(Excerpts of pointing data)
+++++
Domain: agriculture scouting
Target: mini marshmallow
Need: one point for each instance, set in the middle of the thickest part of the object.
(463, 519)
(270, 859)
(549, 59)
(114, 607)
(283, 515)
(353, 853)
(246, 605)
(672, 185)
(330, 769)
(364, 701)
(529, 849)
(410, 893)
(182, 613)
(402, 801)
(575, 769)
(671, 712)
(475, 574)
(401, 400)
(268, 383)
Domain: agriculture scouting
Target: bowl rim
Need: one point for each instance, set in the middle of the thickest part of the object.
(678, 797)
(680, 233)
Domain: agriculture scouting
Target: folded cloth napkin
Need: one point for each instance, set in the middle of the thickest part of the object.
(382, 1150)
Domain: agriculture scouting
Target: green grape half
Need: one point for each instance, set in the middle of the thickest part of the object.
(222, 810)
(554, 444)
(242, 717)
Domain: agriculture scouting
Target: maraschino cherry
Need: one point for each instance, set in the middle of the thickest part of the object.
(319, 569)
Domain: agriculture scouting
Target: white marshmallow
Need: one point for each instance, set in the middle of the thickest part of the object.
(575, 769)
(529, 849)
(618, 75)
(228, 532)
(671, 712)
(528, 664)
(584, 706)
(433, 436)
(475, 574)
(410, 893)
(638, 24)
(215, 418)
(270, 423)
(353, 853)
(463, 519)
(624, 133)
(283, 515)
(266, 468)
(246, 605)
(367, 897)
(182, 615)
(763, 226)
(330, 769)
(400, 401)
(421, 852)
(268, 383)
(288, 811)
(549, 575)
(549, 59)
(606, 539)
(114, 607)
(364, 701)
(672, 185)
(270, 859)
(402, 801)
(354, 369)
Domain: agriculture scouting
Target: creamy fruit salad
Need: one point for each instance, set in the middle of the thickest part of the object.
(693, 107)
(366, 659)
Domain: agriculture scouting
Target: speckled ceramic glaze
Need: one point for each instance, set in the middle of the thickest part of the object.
+++++
Copy the material above line for line, leaving every character unchanged.

Domain: agriculture scouting
Target: mini marshmallow
Need: one point for each instance, set in the middle of the thickest part of the object.
(463, 519)
(270, 859)
(549, 59)
(114, 607)
(283, 515)
(353, 853)
(246, 605)
(672, 185)
(330, 769)
(364, 701)
(529, 849)
(410, 893)
(182, 613)
(402, 801)
(575, 769)
(671, 712)
(475, 574)
(401, 400)
(268, 383)
Domain: agriculture scouting
Target: bowl rim
Need: one point for each instance, set in the middle of the thickest part of the object.
(678, 797)
(680, 233)
Domain: agriculture scouting
Target: folded cloth napkin
Need: one point for each instance, set in the middle of the thickest part of the object.
(382, 1150)
Domain: agriculture scouting
Target: green grape half
Need: one point for each instance, set in the middle of the thickest part of the object.
(222, 810)
(554, 444)
(242, 717)
Domain: agriculture scouting
Target: maraschino cherry
Need: one point for each instance, set in the middle of the thickest part of the object.
(319, 569)
Domain: agriculture scouting
Target: white marshmallow
Need: one point for each instance, set in the middle of the thickest part of the object.
(575, 769)
(529, 849)
(618, 75)
(228, 532)
(671, 712)
(528, 664)
(584, 706)
(433, 436)
(475, 574)
(410, 893)
(638, 24)
(215, 418)
(270, 423)
(353, 853)
(463, 519)
(624, 133)
(283, 515)
(266, 468)
(246, 605)
(367, 897)
(182, 615)
(763, 226)
(330, 769)
(400, 401)
(421, 852)
(268, 383)
(288, 811)
(549, 575)
(549, 59)
(606, 539)
(114, 607)
(364, 701)
(672, 185)
(270, 859)
(402, 801)
(354, 369)
Domain: agriculture scouting
Target: creamy fruit salad
Need: one point for each instance, set in the middle of the thickest part of the object.
(693, 107)
(366, 659)
Domain: agriculture scouting
Target: speckled ceramic glaze
Need: one point for each instance, set in the middle of the thickest part of the object.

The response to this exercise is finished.